*短い課題 1:*
仙台建設業協会の復旧作業についての課題文で、深松会長が、重機で道を造る協会の後ろから来て作業したと語っている組織をすべて挙げること。

*課題文:*

..........

震災後、がれき撤去や道路復旧などの応急復旧作業に当たった仙台建設業協会。次の災害に備え、震災の経験を生かそうと取り組みを進めています。
仙台建設業協会深松努会長「(震災前は)ここに家が建っていたのに、まったく流されて何も無くて。交差点の所にガソリンスタンドがあったが、がれきのモンスターみたいになっていて、最初はガソリンスタンドかどうか分からなかった」
仙台市の建設会社80社が加盟する仙台建設業協会の深松努会長です。この日訪れたのは、復興が進んだ仙台市若林区の荒浜地区。震災の津波で、当時、この辺り一帯は浸水し、がれきが散乱していて、行方不明者の捜索や復旧作業の妨げになっていました。
仙台建設業協会は震災当日、仙台市からの要請を受け、市内の沿岸部で救助活動を円滑に進めるために、がれきの撤去や道路を切り開く作業などに当たりました。
仙台建設業協会深松努会長「重機で道路の脇に田んぼの方に(がれきを)よけながら道を造って、前へ前へ海の方へ向かっていった。後ろから警察、消防、自衛隊が来て作業した」
がれきの撤去は東部沿岸部を4つのエリアに分け、協会に加盟する80社のうち51社を割り当て行われました。
市内のがれきの総量は一般ごみの4年分に当たる137万トン。がれきの撤去には延べ43万7859人を投入、重機は延べ34万4329台に上りました。撤去作業が終わったのは震災から約1年後。東部沿岸部の復興に道筋をつけました。
仙台建設業協会深松努会長「あれだけの被害を受けても必ず復興できるんだっていう、できたんだというのを見てもらって、諦めなければ必ず成し遂げられるというのを知ってもらいたい」

..........

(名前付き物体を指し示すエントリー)
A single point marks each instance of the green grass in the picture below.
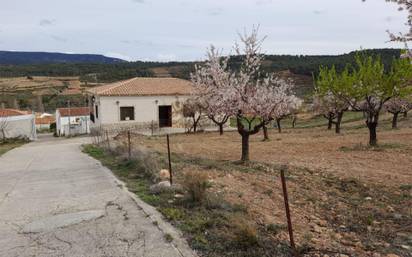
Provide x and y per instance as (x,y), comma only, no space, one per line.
(10,144)
(320,121)
(209,226)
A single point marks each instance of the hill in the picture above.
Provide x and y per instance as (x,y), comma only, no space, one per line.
(29,58)
(99,72)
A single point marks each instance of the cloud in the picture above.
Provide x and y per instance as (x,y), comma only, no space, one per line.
(215,11)
(59,39)
(319,12)
(47,22)
(263,2)
(389,19)
(166,57)
(119,56)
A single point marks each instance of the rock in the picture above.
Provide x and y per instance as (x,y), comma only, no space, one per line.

..........

*短い課題 2:*
エントリーのうち、「A single point marks each instance of the cloud」を含む行からエントリーの最後の行までを、両端の行も含めて一字一句そのまま書き出すこと。

*解答 1:*
警察、消防、自衛隊

*解答 2:*
A single point marks each instance of the cloud in the picture above.
Provide x and y per instance as (x,y), comma only, no space, one per line.
(215,11)
(59,39)
(319,12)
(47,22)
(263,2)
(389,19)
(166,57)
(119,56)
A single point marks each instance of the rock in the picture above.
Provide x and y per instance as (x,y), comma only, no space, one per line.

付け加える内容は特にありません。